*** EXCERPTED TEXT ***

Digital security is something that’s on the mind of every company that owns any device more modern than a typewrite these days, and for good reason. A breach of information can be catastrophic for customers and for a business’s reputation, and it’s hard to think of a more appealing target than an airport. Not only do some handle hundreds of flights per day, but also the personal information of hundreds of thousands of passengers.
A new report from McAfee presents troubling research on the prevalence of remote desktop protocol (RDP) attacks, which offer anyone with a Tor connection and a Bitcoin wallet credentials to remotely connect to a system. The research highlights compromised internal systems of an unnamed airport, but the overall message is that remote logins for millions of machines are now a commodity — and a cheap one at that.
The headline scary thing is that McAfee’s researchers found logins for sale for just $10 that granted access to an airport’s building security (say, door locks) and video surveillance tools, as well as something related to the inter-terminal transit system. The implications are obviously terrifying — there’s no point in access badges if some guy with a remote desktop session can just unlock the doors — but what’s worse is how hackers are able to sell the exploits in the first place.
“Attackers simply scan the Internet for systems that accept RDP connections and launch a brute-force attack with popular tools such as, Hydra, NLBrute or RDP Forcer to gain access,” the report says “These tools combine password dictionaries with the vast number of credentials stolen in recent large data breaches.”
Once they have logins, attackers are able to monetize the system in a variety of ways. Even if the machines don’t have any valuable data on them, hackers can harness hundreds of thousands of vulnerable systems into a “botnet” that can be used to send spam, mine cryptocurrency, or conduct distributed denial of service attacks against specific targets to take websites or services offline.

*** End of EXCERPTED TEXT ***

Name every brute-force tool that the text on remote desktop attacks mentions. The records have no connection to the text on remote desktop attacks.

*** DATA SECTION ***

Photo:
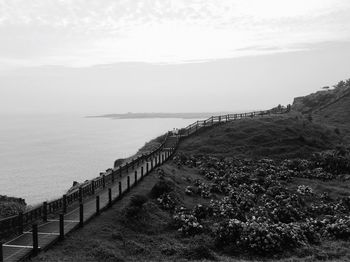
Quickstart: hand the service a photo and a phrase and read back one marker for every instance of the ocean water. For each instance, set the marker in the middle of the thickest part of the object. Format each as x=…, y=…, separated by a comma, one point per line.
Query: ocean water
x=41, y=156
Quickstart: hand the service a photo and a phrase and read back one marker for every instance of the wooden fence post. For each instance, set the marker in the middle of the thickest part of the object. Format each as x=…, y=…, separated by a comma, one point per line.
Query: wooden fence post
x=93, y=187
x=20, y=223
x=1, y=253
x=81, y=215
x=128, y=182
x=110, y=196
x=45, y=211
x=64, y=199
x=97, y=205
x=61, y=226
x=80, y=194
x=120, y=189
x=35, y=239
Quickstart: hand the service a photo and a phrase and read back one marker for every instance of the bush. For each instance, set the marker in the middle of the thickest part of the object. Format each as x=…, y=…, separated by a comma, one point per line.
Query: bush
x=161, y=187
x=135, y=206
x=198, y=251
x=138, y=200
x=186, y=223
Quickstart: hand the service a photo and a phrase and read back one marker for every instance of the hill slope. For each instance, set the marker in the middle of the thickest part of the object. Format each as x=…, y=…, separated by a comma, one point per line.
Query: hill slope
x=275, y=137
x=331, y=107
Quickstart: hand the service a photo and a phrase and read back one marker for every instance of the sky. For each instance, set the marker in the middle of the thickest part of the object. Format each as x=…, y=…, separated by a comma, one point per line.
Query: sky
x=114, y=56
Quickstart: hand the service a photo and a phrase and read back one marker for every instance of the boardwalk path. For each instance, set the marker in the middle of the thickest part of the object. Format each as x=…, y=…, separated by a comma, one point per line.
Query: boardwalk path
x=57, y=225
x=49, y=231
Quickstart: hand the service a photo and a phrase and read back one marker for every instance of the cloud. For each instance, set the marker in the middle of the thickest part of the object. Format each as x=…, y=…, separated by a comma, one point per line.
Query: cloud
x=85, y=33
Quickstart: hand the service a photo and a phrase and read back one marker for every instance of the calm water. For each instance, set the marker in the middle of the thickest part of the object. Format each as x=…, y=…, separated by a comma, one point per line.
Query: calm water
x=40, y=156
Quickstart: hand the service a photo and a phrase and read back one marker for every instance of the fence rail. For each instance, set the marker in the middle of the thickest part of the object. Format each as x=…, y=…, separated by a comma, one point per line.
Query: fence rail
x=15, y=224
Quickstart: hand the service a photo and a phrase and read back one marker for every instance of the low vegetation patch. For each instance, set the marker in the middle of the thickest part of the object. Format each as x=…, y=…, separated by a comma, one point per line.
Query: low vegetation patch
x=259, y=213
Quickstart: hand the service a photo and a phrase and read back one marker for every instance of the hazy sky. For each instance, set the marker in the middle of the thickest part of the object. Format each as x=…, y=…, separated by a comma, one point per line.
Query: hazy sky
x=93, y=56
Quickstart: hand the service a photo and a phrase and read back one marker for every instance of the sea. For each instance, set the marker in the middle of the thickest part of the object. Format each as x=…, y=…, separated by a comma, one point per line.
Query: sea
x=41, y=155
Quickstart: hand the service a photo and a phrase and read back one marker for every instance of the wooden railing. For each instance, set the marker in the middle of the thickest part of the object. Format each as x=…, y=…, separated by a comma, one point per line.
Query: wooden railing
x=13, y=224
x=194, y=127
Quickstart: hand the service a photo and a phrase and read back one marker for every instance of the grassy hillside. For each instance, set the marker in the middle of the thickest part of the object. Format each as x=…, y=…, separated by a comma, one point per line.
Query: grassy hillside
x=330, y=107
x=275, y=137
x=142, y=227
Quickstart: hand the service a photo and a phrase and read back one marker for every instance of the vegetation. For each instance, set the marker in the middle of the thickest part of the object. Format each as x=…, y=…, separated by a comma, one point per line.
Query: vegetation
x=270, y=188
x=275, y=137
x=330, y=107
x=10, y=206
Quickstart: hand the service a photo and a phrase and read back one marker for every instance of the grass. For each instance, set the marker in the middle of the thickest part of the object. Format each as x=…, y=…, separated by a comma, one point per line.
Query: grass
x=275, y=137
x=148, y=235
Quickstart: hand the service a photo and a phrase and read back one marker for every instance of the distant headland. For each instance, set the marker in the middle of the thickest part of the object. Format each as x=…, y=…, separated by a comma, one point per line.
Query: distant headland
x=131, y=115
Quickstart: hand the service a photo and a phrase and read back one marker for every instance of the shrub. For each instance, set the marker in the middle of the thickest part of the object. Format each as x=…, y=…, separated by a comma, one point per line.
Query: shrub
x=135, y=205
x=198, y=251
x=187, y=223
x=161, y=187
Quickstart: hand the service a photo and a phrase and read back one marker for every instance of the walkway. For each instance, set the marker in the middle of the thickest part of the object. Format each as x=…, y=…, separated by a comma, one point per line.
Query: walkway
x=49, y=232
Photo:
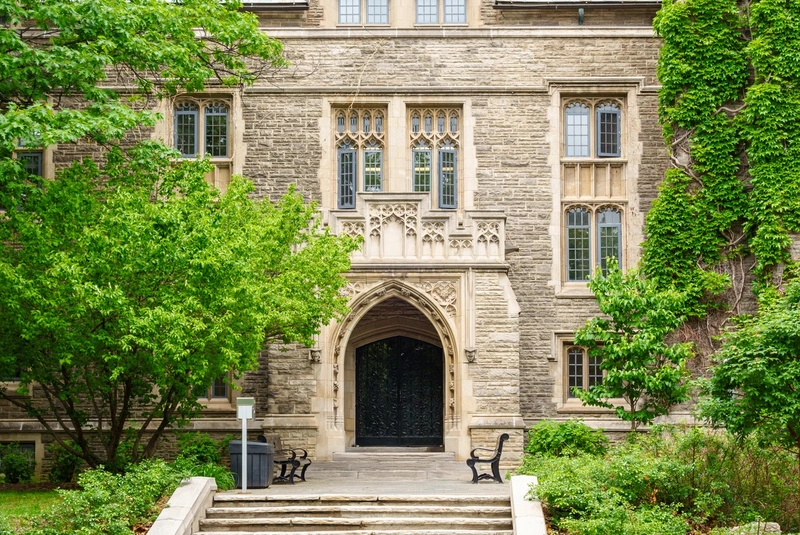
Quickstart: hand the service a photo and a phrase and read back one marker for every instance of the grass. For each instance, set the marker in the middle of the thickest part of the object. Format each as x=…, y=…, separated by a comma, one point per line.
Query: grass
x=18, y=505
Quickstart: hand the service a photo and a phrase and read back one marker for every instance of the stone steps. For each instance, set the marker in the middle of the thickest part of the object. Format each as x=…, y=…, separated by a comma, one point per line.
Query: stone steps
x=408, y=514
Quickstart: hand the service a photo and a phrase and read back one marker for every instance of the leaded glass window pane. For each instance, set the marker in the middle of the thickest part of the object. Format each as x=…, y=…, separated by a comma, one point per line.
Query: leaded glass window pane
x=340, y=123
x=347, y=178
x=373, y=170
x=216, y=117
x=219, y=388
x=377, y=11
x=427, y=11
x=455, y=11
x=578, y=245
x=349, y=11
x=186, y=130
x=415, y=123
x=608, y=131
x=577, y=130
x=574, y=369
x=31, y=161
x=609, y=237
x=422, y=170
x=595, y=375
x=447, y=179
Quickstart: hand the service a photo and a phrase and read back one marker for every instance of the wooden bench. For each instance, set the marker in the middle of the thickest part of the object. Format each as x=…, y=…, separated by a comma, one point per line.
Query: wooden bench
x=288, y=459
x=493, y=461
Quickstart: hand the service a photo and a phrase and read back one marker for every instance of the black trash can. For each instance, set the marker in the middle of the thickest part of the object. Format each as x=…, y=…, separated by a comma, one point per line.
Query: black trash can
x=259, y=464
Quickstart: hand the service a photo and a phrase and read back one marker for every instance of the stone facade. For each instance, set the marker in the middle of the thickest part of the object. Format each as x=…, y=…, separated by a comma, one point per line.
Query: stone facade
x=485, y=281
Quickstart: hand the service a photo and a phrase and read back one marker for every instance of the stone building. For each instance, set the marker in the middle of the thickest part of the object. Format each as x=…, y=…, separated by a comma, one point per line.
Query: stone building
x=492, y=153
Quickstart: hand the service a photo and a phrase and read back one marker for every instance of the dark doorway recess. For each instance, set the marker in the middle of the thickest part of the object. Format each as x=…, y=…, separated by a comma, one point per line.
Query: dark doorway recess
x=399, y=393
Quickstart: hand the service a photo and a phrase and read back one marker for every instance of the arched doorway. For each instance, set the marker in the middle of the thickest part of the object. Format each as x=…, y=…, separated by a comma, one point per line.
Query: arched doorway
x=399, y=393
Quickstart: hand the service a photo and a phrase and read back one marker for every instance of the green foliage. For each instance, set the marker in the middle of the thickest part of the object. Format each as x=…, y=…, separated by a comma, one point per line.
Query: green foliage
x=754, y=384
x=640, y=366
x=18, y=466
x=671, y=480
x=569, y=438
x=110, y=503
x=65, y=465
x=136, y=283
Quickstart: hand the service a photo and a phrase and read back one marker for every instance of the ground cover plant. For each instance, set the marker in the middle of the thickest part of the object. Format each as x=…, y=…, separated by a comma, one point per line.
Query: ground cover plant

*** End of DATA SECTION ***

◆ OUTPUT FOR THIS EXERCISE: Hydra, NLBrute, RDP Forcer